--- WRITTEN PROBLEM ---
Copy each of the rows below without changing a single character.

# Start of RECORDS FOR THE TASK

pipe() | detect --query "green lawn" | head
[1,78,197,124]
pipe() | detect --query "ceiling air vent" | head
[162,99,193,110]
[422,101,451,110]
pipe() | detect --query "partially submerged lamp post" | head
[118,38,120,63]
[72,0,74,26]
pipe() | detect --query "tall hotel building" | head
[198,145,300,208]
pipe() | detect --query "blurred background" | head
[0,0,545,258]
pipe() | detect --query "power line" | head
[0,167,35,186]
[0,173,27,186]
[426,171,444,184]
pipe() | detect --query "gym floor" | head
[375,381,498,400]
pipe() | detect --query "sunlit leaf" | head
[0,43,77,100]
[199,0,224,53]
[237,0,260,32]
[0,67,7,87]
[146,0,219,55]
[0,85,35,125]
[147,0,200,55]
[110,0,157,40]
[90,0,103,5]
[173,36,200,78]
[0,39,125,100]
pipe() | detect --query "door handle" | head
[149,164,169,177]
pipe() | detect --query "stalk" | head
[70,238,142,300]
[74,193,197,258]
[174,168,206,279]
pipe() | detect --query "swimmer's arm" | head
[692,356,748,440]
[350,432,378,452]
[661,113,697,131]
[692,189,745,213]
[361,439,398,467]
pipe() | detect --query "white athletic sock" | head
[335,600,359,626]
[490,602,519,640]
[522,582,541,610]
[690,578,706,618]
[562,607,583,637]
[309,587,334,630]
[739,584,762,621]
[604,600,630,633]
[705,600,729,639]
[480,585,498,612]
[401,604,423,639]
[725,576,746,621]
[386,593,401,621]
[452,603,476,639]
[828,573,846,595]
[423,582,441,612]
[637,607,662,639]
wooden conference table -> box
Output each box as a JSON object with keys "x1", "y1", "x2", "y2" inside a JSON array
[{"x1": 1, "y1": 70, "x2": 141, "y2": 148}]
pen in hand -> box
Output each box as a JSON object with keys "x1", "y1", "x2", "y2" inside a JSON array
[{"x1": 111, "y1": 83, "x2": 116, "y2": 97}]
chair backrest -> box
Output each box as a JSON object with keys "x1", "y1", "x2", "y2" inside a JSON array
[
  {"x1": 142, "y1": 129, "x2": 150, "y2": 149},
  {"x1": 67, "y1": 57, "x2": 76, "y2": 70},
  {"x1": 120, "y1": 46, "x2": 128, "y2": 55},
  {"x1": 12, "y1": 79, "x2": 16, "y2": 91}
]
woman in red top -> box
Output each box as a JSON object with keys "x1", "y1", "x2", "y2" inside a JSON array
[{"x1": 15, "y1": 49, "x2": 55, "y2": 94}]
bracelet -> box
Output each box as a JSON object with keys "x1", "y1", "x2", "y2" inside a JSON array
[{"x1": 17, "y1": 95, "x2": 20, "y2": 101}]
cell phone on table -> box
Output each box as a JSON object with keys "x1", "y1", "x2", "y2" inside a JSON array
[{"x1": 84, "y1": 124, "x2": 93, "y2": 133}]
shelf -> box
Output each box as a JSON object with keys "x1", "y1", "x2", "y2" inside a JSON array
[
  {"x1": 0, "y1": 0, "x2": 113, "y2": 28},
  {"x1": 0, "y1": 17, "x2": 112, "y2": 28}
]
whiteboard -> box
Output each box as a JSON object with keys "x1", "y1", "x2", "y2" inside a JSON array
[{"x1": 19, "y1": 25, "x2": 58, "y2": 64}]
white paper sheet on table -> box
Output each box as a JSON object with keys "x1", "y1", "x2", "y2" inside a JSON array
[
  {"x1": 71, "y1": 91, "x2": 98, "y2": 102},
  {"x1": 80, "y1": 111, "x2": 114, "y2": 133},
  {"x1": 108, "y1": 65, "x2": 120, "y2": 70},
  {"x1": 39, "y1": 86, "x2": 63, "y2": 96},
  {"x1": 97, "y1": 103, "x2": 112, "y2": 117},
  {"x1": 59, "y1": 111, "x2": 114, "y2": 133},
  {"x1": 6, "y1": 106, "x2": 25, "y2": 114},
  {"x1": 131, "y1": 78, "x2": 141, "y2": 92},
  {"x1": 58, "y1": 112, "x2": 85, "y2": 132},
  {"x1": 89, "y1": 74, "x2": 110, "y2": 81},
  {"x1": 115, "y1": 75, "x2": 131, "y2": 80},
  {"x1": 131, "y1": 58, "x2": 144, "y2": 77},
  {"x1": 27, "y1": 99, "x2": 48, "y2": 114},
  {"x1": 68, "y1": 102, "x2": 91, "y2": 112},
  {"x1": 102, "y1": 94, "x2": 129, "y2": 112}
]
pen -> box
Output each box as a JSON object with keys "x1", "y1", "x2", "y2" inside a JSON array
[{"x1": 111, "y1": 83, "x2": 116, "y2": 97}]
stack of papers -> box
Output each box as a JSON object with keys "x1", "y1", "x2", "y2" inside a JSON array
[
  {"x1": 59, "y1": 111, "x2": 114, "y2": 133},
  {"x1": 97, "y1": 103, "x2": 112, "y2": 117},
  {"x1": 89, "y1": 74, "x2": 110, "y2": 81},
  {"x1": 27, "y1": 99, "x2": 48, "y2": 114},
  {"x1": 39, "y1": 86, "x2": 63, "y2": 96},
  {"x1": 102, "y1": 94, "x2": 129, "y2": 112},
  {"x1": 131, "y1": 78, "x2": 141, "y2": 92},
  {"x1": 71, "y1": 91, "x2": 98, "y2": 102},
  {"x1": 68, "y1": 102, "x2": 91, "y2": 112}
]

# End of RECORDS FOR THE TASK

--- THE COMPLETED TASK ---
pipe() | detect --query "green lawn" | head
[1,78,197,124]
pipe() | detect --query "ceiling air vent" | head
[162,99,193,110]
[422,101,451,110]
pipe() | detect --query "partially submerged lamp post" | head
[118,38,120,63]
[72,0,74,26]
pipe() | detect --query "tall hotel building" | head
[198,145,300,208]
pipe() | detect --query "blurred background" | head
[0,0,545,258]
pipe() | detect --query "power line" | head
[0,167,35,186]
[0,173,27,186]
[426,171,444,184]
pipe() | detect --query "gym floor" | head
[375,381,498,400]
pipe() | detect --query "sunlit leaf" | head
[0,43,77,100]
[199,0,224,53]
[237,0,260,32]
[0,67,7,87]
[146,0,219,55]
[0,85,35,125]
[147,0,200,55]
[110,0,157,40]
[90,0,103,5]
[173,36,200,78]
[0,39,125,100]
pipe() | detect --query "door handle" | head
[149,164,169,177]
pipe() | detect --query "stalk" | head
[70,238,142,300]
[74,193,197,258]
[174,168,206,279]
pipe() | detect --query "swimmer's arm" | head
[692,356,748,440]
[350,432,378,452]
[661,113,697,131]
[692,189,745,213]
[361,439,398,467]
pipe() | detect --query "white athletic sock" | head
[335,600,359,626]
[490,602,519,640]
[522,582,541,610]
[690,578,706,618]
[562,607,583,637]
[309,587,334,630]
[739,584,762,621]
[604,600,630,633]
[705,600,729,639]
[480,585,498,612]
[401,604,423,639]
[725,576,746,621]
[386,593,401,621]
[452,603,476,639]
[828,573,846,595]
[423,582,441,612]
[637,607,662,639]
wooden conference table -> box
Output each box as a JSON object with keys "x1", "y1", "x2", "y2" inside a JSON array
[{"x1": 1, "y1": 70, "x2": 141, "y2": 148}]
pen in hand -> box
Output each box as a JSON object with keys "x1", "y1", "x2", "y2" inside a JSON array
[{"x1": 111, "y1": 83, "x2": 116, "y2": 97}]
chair backrest -> box
Output each box as a JSON object with keys "x1", "y1", "x2", "y2" inside a JSON array
[
  {"x1": 142, "y1": 129, "x2": 150, "y2": 149},
  {"x1": 67, "y1": 57, "x2": 76, "y2": 70},
  {"x1": 120, "y1": 46, "x2": 128, "y2": 55},
  {"x1": 12, "y1": 79, "x2": 16, "y2": 91}
]
woman in red top -> box
Output each box as a JSON object with keys "x1", "y1", "x2", "y2" inside a JSON array
[{"x1": 15, "y1": 49, "x2": 55, "y2": 94}]
bracelet -> box
Output each box as a JSON object with keys "x1", "y1", "x2", "y2" inside a JSON array
[{"x1": 17, "y1": 95, "x2": 20, "y2": 101}]
cell phone on table -> box
Output each box as a JSON object with keys "x1", "y1", "x2", "y2" inside a JSON array
[{"x1": 84, "y1": 124, "x2": 93, "y2": 133}]
shelf -> box
Output each box as a JSON object with keys "x1", "y1", "x2", "y2" inside a JSON array
[
  {"x1": 0, "y1": 0, "x2": 113, "y2": 28},
  {"x1": 0, "y1": 17, "x2": 112, "y2": 28}
]
whiteboard -> box
Output each box as a JSON object with keys "x1", "y1", "x2", "y2" inside a JSON array
[{"x1": 19, "y1": 25, "x2": 58, "y2": 64}]
white paper sheet on table -> box
Output each box as a JSON object with keys "x1", "y1", "x2", "y2" inside a JSON array
[
  {"x1": 71, "y1": 91, "x2": 98, "y2": 102},
  {"x1": 80, "y1": 111, "x2": 114, "y2": 133},
  {"x1": 108, "y1": 65, "x2": 120, "y2": 70},
  {"x1": 39, "y1": 86, "x2": 63, "y2": 96},
  {"x1": 97, "y1": 103, "x2": 112, "y2": 117},
  {"x1": 59, "y1": 111, "x2": 114, "y2": 133},
  {"x1": 6, "y1": 106, "x2": 25, "y2": 114},
  {"x1": 131, "y1": 78, "x2": 141, "y2": 92},
  {"x1": 58, "y1": 112, "x2": 85, "y2": 132},
  {"x1": 89, "y1": 74, "x2": 110, "y2": 81},
  {"x1": 115, "y1": 75, "x2": 131, "y2": 80},
  {"x1": 131, "y1": 58, "x2": 144, "y2": 77},
  {"x1": 27, "y1": 99, "x2": 48, "y2": 114},
  {"x1": 68, "y1": 102, "x2": 91, "y2": 112},
  {"x1": 102, "y1": 94, "x2": 129, "y2": 112}
]
pen -> box
Output each box as a JSON object with keys "x1", "y1", "x2", "y2" inside a JSON array
[{"x1": 111, "y1": 83, "x2": 116, "y2": 97}]
stack of papers -> box
Output each box as a JSON object with keys "x1", "y1", "x2", "y2" inside a JSON array
[
  {"x1": 59, "y1": 111, "x2": 114, "y2": 133},
  {"x1": 97, "y1": 103, "x2": 112, "y2": 117},
  {"x1": 89, "y1": 74, "x2": 110, "y2": 81},
  {"x1": 27, "y1": 99, "x2": 48, "y2": 114},
  {"x1": 39, "y1": 86, "x2": 63, "y2": 96},
  {"x1": 102, "y1": 94, "x2": 129, "y2": 112},
  {"x1": 131, "y1": 78, "x2": 141, "y2": 92},
  {"x1": 71, "y1": 91, "x2": 98, "y2": 102},
  {"x1": 68, "y1": 102, "x2": 91, "y2": 112}
]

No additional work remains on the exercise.